- [What you will do]: Edit everything from "Return one point per instance of the marble" down to "[(340, 128), (176, 109), (18, 129)]", changing "central arched gateway" to "main arched gateway" and keeping all else as it stands.

(Position annotation records)
□ □ □ □ □

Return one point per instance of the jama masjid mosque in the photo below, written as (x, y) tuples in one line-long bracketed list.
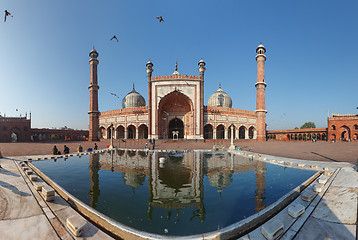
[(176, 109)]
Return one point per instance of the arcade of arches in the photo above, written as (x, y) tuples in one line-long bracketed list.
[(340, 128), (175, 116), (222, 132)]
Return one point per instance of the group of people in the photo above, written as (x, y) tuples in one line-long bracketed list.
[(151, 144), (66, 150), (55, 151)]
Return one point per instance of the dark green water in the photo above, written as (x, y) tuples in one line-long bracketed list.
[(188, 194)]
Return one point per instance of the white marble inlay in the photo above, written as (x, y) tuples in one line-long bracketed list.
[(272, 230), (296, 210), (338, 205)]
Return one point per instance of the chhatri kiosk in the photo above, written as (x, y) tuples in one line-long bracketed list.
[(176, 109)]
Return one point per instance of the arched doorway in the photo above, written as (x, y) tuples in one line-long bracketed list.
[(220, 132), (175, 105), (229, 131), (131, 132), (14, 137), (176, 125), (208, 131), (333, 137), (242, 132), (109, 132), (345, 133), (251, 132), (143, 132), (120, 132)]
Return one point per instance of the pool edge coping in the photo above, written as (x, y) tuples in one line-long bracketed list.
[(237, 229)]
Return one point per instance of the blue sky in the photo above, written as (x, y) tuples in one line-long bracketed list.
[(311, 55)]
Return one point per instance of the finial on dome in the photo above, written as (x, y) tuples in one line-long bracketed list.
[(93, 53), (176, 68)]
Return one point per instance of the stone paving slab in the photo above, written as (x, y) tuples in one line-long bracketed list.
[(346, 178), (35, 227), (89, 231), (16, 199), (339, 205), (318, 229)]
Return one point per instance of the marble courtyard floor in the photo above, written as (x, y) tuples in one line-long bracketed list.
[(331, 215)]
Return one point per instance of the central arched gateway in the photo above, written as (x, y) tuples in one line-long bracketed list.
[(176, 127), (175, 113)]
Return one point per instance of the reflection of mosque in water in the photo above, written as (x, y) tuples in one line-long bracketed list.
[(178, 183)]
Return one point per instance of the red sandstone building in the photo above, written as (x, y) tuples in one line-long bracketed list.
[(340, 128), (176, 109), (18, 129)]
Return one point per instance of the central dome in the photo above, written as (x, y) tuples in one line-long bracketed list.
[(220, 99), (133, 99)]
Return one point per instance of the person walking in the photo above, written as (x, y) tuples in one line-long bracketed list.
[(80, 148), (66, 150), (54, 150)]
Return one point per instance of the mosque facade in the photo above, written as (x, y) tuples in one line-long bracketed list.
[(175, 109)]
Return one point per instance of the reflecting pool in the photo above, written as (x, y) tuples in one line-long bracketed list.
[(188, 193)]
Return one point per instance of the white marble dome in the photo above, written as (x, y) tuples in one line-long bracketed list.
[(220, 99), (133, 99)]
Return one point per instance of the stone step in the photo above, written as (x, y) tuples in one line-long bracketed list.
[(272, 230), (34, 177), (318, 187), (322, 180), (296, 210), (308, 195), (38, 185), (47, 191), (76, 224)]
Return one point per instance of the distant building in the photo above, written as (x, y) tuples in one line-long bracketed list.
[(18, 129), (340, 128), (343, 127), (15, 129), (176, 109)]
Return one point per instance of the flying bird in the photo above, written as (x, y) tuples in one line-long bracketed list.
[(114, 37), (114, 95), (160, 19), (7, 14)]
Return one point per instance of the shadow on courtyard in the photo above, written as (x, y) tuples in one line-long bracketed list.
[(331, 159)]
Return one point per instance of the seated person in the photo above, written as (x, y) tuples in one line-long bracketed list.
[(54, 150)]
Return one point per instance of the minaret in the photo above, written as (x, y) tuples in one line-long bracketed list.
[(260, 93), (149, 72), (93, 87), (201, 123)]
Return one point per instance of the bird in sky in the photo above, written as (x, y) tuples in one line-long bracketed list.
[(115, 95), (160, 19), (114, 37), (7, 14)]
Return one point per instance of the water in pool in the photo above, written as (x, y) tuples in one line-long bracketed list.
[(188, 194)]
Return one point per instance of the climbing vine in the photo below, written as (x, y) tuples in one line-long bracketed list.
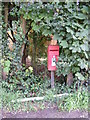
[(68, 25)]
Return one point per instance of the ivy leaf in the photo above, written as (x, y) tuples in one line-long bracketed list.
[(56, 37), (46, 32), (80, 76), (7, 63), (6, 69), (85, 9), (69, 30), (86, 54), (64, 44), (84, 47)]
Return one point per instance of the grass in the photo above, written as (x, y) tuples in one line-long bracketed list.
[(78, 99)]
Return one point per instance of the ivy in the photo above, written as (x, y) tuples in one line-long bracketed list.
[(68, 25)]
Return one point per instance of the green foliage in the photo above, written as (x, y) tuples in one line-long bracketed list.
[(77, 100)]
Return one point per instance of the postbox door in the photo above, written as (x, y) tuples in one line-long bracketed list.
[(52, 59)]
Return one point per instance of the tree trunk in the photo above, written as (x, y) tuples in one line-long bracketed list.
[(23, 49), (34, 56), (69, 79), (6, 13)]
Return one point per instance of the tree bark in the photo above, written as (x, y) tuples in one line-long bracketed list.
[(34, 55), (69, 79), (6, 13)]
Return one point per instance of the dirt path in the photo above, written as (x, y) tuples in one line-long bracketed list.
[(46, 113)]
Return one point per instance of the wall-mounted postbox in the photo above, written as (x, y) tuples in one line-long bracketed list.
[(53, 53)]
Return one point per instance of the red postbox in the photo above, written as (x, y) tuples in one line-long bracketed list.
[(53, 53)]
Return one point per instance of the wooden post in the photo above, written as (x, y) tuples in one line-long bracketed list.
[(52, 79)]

□ □ □ □ □

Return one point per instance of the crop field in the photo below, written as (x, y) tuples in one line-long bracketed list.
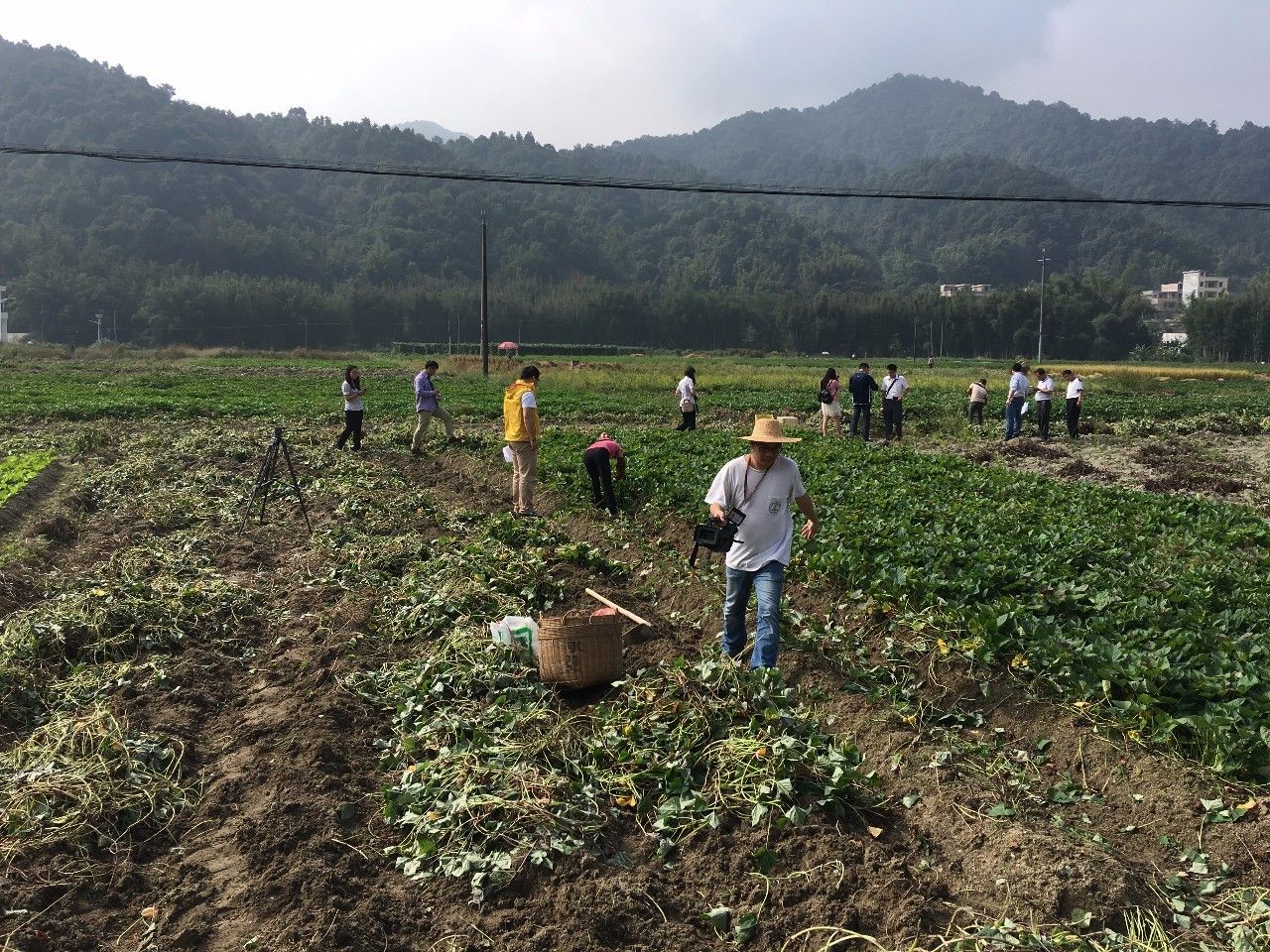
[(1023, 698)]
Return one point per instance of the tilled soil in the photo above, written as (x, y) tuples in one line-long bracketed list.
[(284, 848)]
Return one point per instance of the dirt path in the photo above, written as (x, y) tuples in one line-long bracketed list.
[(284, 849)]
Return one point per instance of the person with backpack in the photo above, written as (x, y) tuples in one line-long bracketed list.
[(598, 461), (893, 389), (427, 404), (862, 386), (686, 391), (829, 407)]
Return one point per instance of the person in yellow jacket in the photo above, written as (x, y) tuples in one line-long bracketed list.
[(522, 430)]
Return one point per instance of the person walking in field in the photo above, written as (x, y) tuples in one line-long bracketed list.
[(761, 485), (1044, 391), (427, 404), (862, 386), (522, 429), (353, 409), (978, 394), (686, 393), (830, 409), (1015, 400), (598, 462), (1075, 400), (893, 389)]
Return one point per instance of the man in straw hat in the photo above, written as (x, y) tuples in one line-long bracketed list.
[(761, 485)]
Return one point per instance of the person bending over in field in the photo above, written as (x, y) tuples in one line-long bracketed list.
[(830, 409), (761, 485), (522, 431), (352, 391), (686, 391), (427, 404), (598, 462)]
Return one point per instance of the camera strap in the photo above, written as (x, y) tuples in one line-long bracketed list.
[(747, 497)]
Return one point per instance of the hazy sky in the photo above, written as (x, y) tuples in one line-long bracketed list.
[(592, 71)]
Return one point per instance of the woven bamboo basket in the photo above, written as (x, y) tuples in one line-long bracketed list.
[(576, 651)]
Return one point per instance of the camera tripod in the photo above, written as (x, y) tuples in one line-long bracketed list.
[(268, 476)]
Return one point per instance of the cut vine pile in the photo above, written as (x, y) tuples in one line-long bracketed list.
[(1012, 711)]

□ □ □ □ □

- [Completed exercise]:
Return one point per instance of the marble courtyard floor in the photo above, written as (x, y) tuples in one line-long bracketed list.
[(331, 215)]
Return one point per instance of the main arched gateway in the photo above, written as (x, y) tuples in one line-long bracketed list.
[(176, 127), (175, 113)]
Return one point per instance of the reflection of mosque in water in the photo above, written as (x, y) tuples in one line-long bracketed list.
[(178, 183)]
Return one point per instance of the red sandstone building in the photo above, written as (x, y) tuples in one line-long bracketed list.
[(340, 128), (176, 109), (18, 129)]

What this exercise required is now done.